◆ **PROBLEM TO WORK ON**
Edit the lines below by replacing each "Target" with "Label", leaving everything else as it is.
[start of AVAILABLE DATA]
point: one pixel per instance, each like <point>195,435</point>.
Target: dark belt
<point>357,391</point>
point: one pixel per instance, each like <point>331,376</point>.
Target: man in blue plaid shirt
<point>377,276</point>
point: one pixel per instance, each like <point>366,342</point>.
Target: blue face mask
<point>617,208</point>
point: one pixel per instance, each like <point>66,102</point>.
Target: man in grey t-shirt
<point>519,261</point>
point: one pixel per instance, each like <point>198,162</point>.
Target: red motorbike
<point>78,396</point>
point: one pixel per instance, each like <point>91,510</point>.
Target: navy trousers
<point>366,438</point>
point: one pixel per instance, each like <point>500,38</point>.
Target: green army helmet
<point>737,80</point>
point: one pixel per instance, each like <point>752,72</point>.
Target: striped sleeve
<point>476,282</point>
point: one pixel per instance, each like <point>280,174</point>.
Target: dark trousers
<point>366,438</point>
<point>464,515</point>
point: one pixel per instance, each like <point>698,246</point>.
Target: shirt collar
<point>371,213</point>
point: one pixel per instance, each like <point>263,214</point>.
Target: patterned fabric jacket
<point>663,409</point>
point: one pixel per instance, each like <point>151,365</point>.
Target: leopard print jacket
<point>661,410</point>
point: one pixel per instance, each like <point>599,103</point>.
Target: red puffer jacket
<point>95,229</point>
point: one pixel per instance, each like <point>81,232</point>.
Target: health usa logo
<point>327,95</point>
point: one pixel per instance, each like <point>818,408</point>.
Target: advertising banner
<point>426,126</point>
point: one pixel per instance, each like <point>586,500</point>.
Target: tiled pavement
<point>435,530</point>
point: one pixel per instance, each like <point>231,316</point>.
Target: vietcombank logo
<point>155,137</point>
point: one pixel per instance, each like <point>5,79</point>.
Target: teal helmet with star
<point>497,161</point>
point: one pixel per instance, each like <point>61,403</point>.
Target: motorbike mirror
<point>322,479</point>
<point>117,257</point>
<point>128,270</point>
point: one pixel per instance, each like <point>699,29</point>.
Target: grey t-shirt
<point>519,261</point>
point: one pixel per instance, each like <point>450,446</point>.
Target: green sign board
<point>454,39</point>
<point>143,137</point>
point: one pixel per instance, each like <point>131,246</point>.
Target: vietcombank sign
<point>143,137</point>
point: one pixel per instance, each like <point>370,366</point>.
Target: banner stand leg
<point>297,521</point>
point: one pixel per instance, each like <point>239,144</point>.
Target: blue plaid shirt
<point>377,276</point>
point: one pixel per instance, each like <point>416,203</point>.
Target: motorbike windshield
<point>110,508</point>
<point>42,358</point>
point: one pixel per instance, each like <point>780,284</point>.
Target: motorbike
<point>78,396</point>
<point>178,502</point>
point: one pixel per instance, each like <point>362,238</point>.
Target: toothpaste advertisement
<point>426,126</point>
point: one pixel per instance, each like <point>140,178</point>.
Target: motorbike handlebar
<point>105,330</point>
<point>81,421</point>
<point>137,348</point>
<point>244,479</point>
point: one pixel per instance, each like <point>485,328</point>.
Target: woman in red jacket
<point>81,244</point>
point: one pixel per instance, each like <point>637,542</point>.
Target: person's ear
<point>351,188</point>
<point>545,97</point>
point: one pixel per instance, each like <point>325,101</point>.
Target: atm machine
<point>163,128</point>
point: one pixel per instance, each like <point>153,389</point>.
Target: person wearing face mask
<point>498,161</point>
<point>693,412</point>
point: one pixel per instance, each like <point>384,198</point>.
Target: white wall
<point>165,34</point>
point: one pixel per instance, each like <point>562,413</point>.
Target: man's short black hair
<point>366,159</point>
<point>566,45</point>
[end of AVAILABLE DATA]
◆ **RESULT OF THIS EXERCISE**
point: one pixel per instance, each like <point>195,435</point>.
Label: dark belt
<point>357,391</point>
point: one pixel per instance, each like <point>331,376</point>.
Label: man in blue plaid shirt
<point>377,276</point>
point: one pixel per instance, each like <point>366,342</point>.
Label: blue face mask
<point>617,208</point>
point: one pixel per instance, each like <point>66,102</point>.
Label: man in grey t-shirt
<point>519,261</point>
point: one pixel per instance, each like <point>198,162</point>.
Label: red motorbike
<point>78,396</point>
point: one pixel per instance, each like <point>91,510</point>.
Label: navy trousers
<point>366,438</point>
point: one pixel per instance, each like <point>500,38</point>.
Label: green army helmet
<point>737,80</point>
point: one pixel per instance, each like <point>752,72</point>.
Label: striped sleeve
<point>476,282</point>
point: one pixel per instance, each like <point>280,174</point>.
Label: dark trousers
<point>366,438</point>
<point>464,515</point>
point: one pixel per instance, each like <point>698,246</point>.
Label: shirt collar
<point>371,213</point>
point: one pixel per instance, each like <point>263,214</point>.
Label: patterned fabric jacket
<point>663,409</point>
point: one pixel per instance, each like <point>151,365</point>.
Label: leopard print jacket
<point>661,410</point>
point: one pixel per instance, each like <point>599,103</point>.
Label: red puffer jacket
<point>95,229</point>
point: one pixel per instance, each like <point>81,232</point>.
Label: health usa logo
<point>327,95</point>
point: one pixel per instance, each like <point>818,408</point>.
Label: advertising banner
<point>426,126</point>
point: one pixel per instance, each like <point>586,500</point>.
Label: tiled pavement
<point>435,530</point>
point: one pixel per instance, each like <point>231,316</point>.
Label: vietcombank logo
<point>155,137</point>
point: one pixel per instance, each like <point>5,79</point>.
Label: teal helmet with star
<point>497,161</point>
point: one pixel per instance, each like <point>61,403</point>.
Label: motorbike mirror
<point>322,479</point>
<point>117,257</point>
<point>128,270</point>
point: one pixel per instance, each like <point>699,29</point>.
Label: grey t-shirt
<point>519,261</point>
point: one pixel per instance, each like <point>450,446</point>.
Label: green sign board
<point>454,39</point>
<point>143,137</point>
point: one pixel per instance, each like <point>131,246</point>.
Label: vietcombank sign
<point>143,137</point>
point: one pixel per instance, each like <point>370,366</point>.
Label: banner stand leg
<point>297,521</point>
point: one pixel per instance, each like <point>239,144</point>.
Label: blue plaid shirt
<point>377,276</point>
point: one pixel per instance, each like <point>416,203</point>.
Label: motorbike windshield
<point>110,508</point>
<point>42,358</point>
point: one pixel per instance, each like <point>780,284</point>.
Label: motorbike
<point>78,396</point>
<point>178,502</point>
point: one pixel per instance, each like <point>362,238</point>.
Label: toothpaste advertisement
<point>426,126</point>
point: one pixel per instance, each like <point>140,178</point>.
Label: motorbike handlebar
<point>105,330</point>
<point>81,421</point>
<point>137,348</point>
<point>244,479</point>
point: one pixel per instance, each like <point>485,328</point>.
Label: woman in red jacket
<point>81,244</point>
point: one pixel per instance, each like <point>637,542</point>.
Label: person's ear
<point>351,188</point>
<point>545,97</point>
point: one pixel per instance, each like <point>325,101</point>.
Label: atm machine
<point>163,128</point>
point: one pixel per instance, each like <point>153,389</point>.
Label: person wearing face mask
<point>498,161</point>
<point>693,412</point>
point: one pixel per instance, each like <point>384,198</point>.
Label: white wall
<point>165,34</point>
point: one pixel per instance, each like <point>562,413</point>.
Label: man's short black hair
<point>366,159</point>
<point>566,45</point>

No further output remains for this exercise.